Le mystère

Tous les vendredis, retrouvez « L’Espérance au coeur », la chronique d’Enfants du Mékong par Antoine Besson, journaliste et rédacteur en chef du magazine ‘Asie Reportages‘.

 

« Aujourd’hui est un jour spécial pour le peuple des disciples du Christ. Aujourd’hui, les chrétiens entrent dans la veille. Nous commémorons un mystère qui scandalise nos intelligences et révolte nos cœurs : Dieu est mort. Comment comprendre cela ? Comment Jésus, dont le verbe provoquait la fuite des démons et la guérison des corps et des cœurs, peut-il mourir ?

-.-.-

**CONSIGNES**
a - D'après le texte fourni, quelles fonctions Antoine Besson occupe-t-il ?
b - Transcrivez fidèlement le passage du texte fourni qui commence aux mots « Tous les vendredis, retrouvez » et s'arrête après les mots « magazine ‘Asie Reportages‘. ».

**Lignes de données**

-.-.-

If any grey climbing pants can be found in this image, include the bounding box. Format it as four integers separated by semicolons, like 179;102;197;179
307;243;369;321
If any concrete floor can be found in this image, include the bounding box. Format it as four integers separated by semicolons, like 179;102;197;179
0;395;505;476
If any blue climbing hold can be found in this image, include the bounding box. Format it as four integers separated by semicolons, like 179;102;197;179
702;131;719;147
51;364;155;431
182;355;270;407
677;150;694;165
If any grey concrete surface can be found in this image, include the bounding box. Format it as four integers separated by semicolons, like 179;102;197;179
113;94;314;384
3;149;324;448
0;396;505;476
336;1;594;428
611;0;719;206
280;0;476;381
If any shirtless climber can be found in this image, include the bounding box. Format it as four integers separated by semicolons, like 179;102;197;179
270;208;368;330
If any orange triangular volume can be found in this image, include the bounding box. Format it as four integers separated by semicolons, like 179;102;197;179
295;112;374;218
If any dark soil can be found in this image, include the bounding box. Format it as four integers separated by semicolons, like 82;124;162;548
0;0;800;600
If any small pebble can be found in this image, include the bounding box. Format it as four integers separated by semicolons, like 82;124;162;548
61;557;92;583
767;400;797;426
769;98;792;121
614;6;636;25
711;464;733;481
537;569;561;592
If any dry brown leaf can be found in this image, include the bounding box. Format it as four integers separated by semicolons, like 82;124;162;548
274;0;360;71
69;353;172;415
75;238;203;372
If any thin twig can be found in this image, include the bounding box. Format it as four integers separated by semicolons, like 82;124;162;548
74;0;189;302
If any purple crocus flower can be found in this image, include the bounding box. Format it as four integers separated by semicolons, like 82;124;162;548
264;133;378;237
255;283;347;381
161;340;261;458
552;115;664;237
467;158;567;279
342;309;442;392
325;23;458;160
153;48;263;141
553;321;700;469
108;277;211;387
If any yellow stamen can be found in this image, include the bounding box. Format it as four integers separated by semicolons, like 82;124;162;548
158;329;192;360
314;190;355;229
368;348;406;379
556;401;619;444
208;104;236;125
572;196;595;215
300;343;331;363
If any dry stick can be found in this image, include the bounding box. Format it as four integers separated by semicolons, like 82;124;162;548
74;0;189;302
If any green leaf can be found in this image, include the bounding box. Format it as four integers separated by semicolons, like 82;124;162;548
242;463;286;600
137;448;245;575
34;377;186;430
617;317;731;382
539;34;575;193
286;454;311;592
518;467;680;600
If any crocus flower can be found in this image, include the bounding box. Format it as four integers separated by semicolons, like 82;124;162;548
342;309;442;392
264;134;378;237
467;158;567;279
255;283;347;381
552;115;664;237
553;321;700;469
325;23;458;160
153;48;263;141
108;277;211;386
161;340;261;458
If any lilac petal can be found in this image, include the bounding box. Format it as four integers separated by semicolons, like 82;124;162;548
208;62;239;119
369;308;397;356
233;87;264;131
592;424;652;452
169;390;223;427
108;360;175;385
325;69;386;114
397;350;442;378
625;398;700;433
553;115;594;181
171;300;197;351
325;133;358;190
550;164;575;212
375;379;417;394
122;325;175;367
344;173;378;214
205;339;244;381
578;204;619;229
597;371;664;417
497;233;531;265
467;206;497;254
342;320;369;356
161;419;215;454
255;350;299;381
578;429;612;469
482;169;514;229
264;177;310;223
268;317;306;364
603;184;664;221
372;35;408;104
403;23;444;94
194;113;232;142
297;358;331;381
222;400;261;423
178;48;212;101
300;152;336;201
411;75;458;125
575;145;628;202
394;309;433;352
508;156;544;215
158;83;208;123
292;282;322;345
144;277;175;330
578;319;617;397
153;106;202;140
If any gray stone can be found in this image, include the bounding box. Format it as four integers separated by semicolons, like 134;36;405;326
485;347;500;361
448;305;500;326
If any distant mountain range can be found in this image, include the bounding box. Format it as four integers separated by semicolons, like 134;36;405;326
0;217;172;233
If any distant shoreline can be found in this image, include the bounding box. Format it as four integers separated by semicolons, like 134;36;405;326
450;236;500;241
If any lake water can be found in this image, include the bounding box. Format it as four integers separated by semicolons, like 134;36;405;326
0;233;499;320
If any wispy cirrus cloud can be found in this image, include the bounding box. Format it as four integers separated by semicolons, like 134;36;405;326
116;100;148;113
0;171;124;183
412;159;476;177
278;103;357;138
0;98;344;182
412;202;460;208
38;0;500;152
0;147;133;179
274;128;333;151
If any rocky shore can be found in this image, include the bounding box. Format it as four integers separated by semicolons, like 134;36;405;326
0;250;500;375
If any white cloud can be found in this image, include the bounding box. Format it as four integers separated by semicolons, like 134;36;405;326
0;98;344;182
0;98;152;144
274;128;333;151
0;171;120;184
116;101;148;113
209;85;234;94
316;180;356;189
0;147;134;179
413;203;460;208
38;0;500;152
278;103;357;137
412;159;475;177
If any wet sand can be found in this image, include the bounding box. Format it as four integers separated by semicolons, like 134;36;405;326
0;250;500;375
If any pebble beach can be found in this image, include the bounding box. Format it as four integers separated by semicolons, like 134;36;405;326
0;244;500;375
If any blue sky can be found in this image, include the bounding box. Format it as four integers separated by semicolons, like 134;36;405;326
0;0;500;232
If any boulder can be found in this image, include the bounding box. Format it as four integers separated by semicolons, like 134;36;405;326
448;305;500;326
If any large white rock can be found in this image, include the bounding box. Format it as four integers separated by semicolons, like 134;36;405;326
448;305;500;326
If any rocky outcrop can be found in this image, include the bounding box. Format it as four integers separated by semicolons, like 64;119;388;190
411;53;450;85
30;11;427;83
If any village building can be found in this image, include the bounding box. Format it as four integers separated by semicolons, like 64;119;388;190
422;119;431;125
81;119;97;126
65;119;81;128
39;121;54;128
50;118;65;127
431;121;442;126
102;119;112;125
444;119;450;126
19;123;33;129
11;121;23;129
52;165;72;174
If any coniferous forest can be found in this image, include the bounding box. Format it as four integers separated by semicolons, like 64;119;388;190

-.-.-

**CORRIGÉ**
a - Il est journaliste et rédacteur en chef du magazine « Asie Reportages ».

b -
Tous les vendredis, retrouvez « L’Espérance au coeur », la chronique d’Enfants du Mékong par Antoine Besson, journaliste et rédacteur en chef du magazine ‘Asie Reportages‘.